*** LISTED RECORDS

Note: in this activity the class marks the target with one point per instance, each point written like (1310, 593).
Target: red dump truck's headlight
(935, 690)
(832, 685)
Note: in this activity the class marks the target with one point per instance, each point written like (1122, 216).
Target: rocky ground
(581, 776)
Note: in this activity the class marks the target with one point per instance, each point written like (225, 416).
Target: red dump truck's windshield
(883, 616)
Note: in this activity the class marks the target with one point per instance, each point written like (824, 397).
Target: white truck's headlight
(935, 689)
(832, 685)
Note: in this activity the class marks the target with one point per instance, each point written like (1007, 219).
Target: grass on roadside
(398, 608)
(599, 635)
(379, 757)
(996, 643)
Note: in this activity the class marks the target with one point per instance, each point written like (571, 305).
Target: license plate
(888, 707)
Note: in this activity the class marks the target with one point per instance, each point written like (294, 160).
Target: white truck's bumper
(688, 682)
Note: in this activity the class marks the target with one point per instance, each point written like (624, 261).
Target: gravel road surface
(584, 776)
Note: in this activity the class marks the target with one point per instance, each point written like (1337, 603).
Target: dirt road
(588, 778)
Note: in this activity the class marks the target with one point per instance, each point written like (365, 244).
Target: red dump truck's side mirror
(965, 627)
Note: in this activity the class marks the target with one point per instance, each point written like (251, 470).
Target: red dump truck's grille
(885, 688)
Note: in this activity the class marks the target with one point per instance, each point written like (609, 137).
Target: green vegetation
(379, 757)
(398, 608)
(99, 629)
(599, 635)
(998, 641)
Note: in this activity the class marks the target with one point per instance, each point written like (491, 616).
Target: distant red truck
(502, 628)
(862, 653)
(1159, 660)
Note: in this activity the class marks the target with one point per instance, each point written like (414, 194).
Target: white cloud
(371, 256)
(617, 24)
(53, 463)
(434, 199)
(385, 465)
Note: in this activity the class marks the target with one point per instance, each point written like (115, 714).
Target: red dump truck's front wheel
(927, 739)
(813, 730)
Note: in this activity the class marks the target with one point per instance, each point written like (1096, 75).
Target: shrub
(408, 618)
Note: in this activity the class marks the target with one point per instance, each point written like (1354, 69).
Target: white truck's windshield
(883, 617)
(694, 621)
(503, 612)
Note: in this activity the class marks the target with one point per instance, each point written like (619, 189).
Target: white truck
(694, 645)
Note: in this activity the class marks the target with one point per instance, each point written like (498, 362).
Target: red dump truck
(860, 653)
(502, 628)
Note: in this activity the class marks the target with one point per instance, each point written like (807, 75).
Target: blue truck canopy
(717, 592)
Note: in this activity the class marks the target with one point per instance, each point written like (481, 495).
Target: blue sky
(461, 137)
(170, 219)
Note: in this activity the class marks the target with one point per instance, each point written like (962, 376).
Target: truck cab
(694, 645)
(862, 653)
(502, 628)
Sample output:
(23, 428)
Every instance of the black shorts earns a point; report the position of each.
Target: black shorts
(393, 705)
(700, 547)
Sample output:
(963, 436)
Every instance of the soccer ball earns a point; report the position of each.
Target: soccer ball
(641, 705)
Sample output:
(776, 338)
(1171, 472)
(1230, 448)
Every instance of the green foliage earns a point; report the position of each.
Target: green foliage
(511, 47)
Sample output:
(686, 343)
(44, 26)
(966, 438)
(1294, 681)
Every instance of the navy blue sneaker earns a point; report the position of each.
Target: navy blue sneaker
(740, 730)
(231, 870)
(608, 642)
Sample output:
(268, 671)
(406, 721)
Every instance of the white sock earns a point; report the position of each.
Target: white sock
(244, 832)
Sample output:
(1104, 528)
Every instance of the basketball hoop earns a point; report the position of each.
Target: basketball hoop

******

• WRITTEN INSTRUCTION: Print all of the entries exactly as they are written.

• RESPONSE TO THIS EXERCISE:
Note: in this activity the class marks the target with one point per instance, each point written like (1310, 593).
Target: red dump truck's headlight
(935, 690)
(832, 685)
Note: in this activity the class marks the target with one point per instance, each point written like (1122, 216).
Target: rocky ground
(581, 776)
Note: in this activity the class marks the target with one point per instance, each point written like (225, 416).
Target: red dump truck's windshield
(883, 616)
Note: in this activity the class marks the target with one point per instance, each point written like (824, 397).
Target: white truck's headlight
(935, 689)
(832, 685)
Note: in this activity the class marks the target with one point per instance, each point written like (1007, 219).
Target: grass on roadside
(398, 608)
(599, 635)
(379, 757)
(996, 643)
Note: in this activity the class marks the target with one point per instance, each point written like (571, 305).
Target: license plate
(888, 707)
Note: in this activity the class marks the target with one point per instance, each point written like (294, 160).
Target: white truck's bumper
(688, 682)
Note: in this activity the class marks the target with one point per instance, each point written like (624, 261).
Target: gravel road surface
(584, 776)
Note: in this activity the class marks the target with one point per instance, each point written like (1337, 603).
Target: dirt road
(588, 778)
Note: in this activity the class marks the target with one point per instance, each point written like (365, 244).
Target: red dump truck's side mirror
(965, 627)
Note: in this activity the class marks the target with one point per instance, each point written like (251, 470).
Target: red dump truck's grille
(885, 688)
Note: in this activity the class marks the target with one point per instance, each point written like (609, 137).
Target: green vegetation
(379, 757)
(398, 608)
(99, 629)
(599, 635)
(998, 641)
Note: in this activity the class marks the target with one point per instance, each point written like (491, 616).
Target: distant red truck
(502, 628)
(862, 653)
(1159, 660)
Note: in this activity the class marks the target with one point per instance, each point written like (414, 194).
Target: white cloud
(371, 256)
(617, 24)
(53, 463)
(434, 199)
(385, 465)
Note: in this activity the class marks the target with one point per instance, each point written like (115, 714).
Target: red dump truck's front wheel
(927, 739)
(813, 730)
Note: in this activity the class marks the target with one point per instance, each point written like (1096, 75).
Target: shrub
(408, 618)
Note: in this activity the class marks the target with one point per instance, each point written like (1354, 69).
Target: white truck's windshield
(883, 617)
(694, 621)
(503, 612)
Note: in this activity the class marks the target with one point per instance, each point written like (619, 189).
Target: white truck
(694, 645)
Note: in this activity the class marks the target with one point per instance, each point written like (498, 362).
Target: red dump truck
(860, 653)
(502, 628)
Note: in this activity the class marks the target with one point per instance, each point written like (807, 75).
Target: blue truck canopy
(717, 592)
Note: in this activity the class marks the target with one point per instance, each point written like (481, 495).
Target: blue sky
(461, 137)
(170, 219)
Note: in this activity the class marks the target with one point per instance, each point written like (962, 376).
Target: truck cab
(694, 645)
(862, 653)
(502, 628)
Sample output:
(23, 428)
Every instance of the black shorts earns a point; report the position of each.
Target: black shorts
(393, 705)
(700, 547)
Sample output:
(963, 436)
Every instance of the soccer ball earns a point; report the position of each.
Target: soccer ball
(641, 705)
Sample output:
(776, 338)
(1171, 472)
(1230, 448)
Every instance of the green foliage earns a point; report the position of each.
Target: green foliage
(511, 47)
Sample output:
(686, 343)
(44, 26)
(966, 438)
(1294, 681)
Every instance of the navy blue sneaker earns a point; report the position of each.
Target: navy blue sneaker
(740, 730)
(231, 870)
(608, 642)
Sample output:
(268, 671)
(406, 721)
Every instance of the white sock earns a point; report the position of each.
Target: white sock
(244, 832)
Sample output:
(1104, 528)
Every instance of the basketball hoop earns a point; report the position of each.
Target: basketball hoop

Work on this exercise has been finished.